§ **Exercise instructions**:
(1) According to the legal opinion excerpt, which law are the opinions limited to?
(2) Reproduce the listing lines from the line with "Each instance of the white wall" through the end of the listing, including both of those end lines.

§ **Selected text**:
3. The Agent Warrants, when issued and delivered in accordance with the Registration Statement, will constitute valid and binding obligations of the Company, enforceable against the Company in accordance with their terms.

4. The Agent Warrant Shares, when issued and delivered upon exercise of the  Agent Warrants in accordance with the terms thereof, will be validly issued, fully paid and non-assessable.

Our opinions expressed above are limited to the Delaware General Corporation Law.

Our opinions set forth above are subject to the following qualifications and exceptions:

  1. Our opinions set forth above are subject to the effect of any applicable bankruptcy, insolvency, reorganization, moratorium or similar law relating to or affecting creditors’ rights generally (including, without limitation, fraudulent conveyance laws).
  2. Our opinions set forth above are subject to the effect of general principles of equity, including, without limitation, concepts of materiality, reasonableness, good faith and fair dealing and the possible unavailability of specific performance or injunctive relief, regardless of whether considered in a proceeding in equity or at law.
  3. Our opinions set forth above are subject to limitations regarding the availability of indemnification and contribution where such indemnification or contribution may be limited by applicable law or the application of principles of public policy.

Entries from a point annotation set:
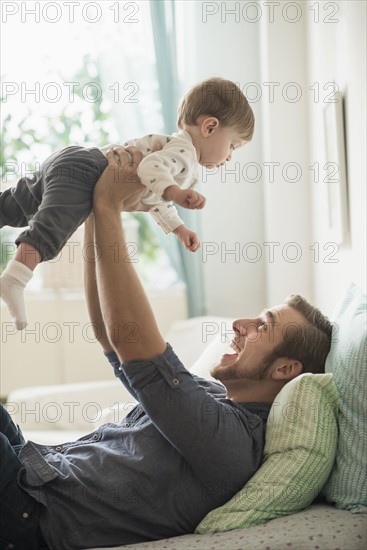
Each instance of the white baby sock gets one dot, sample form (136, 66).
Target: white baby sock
(12, 284)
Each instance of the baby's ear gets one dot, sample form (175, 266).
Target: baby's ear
(209, 125)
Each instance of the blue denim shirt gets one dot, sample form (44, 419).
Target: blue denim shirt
(182, 451)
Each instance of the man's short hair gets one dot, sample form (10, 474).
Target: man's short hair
(308, 342)
(219, 98)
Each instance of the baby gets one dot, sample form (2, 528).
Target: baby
(214, 118)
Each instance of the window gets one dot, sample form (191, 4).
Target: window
(87, 76)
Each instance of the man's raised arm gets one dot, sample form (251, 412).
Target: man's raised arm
(128, 317)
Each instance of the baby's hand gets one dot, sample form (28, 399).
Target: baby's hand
(188, 198)
(187, 237)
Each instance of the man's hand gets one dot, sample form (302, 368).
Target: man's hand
(187, 237)
(119, 187)
(187, 198)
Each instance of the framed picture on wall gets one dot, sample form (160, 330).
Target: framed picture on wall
(336, 170)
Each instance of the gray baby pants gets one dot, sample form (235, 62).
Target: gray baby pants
(55, 200)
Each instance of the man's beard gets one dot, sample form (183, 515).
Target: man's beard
(233, 372)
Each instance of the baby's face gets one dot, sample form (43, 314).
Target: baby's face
(217, 148)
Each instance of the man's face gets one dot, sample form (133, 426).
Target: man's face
(254, 342)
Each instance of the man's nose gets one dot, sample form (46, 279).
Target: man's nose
(240, 326)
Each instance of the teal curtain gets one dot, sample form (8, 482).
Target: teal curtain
(187, 264)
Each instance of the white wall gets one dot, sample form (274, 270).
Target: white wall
(296, 51)
(58, 346)
(233, 216)
(337, 53)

§ **The results**:
(1) The Delaware General Corporation Law.

(2)
Each instance of the white wall gets one dot, sample form (274, 270).
Target: white wall
(296, 51)
(58, 346)
(233, 216)
(337, 53)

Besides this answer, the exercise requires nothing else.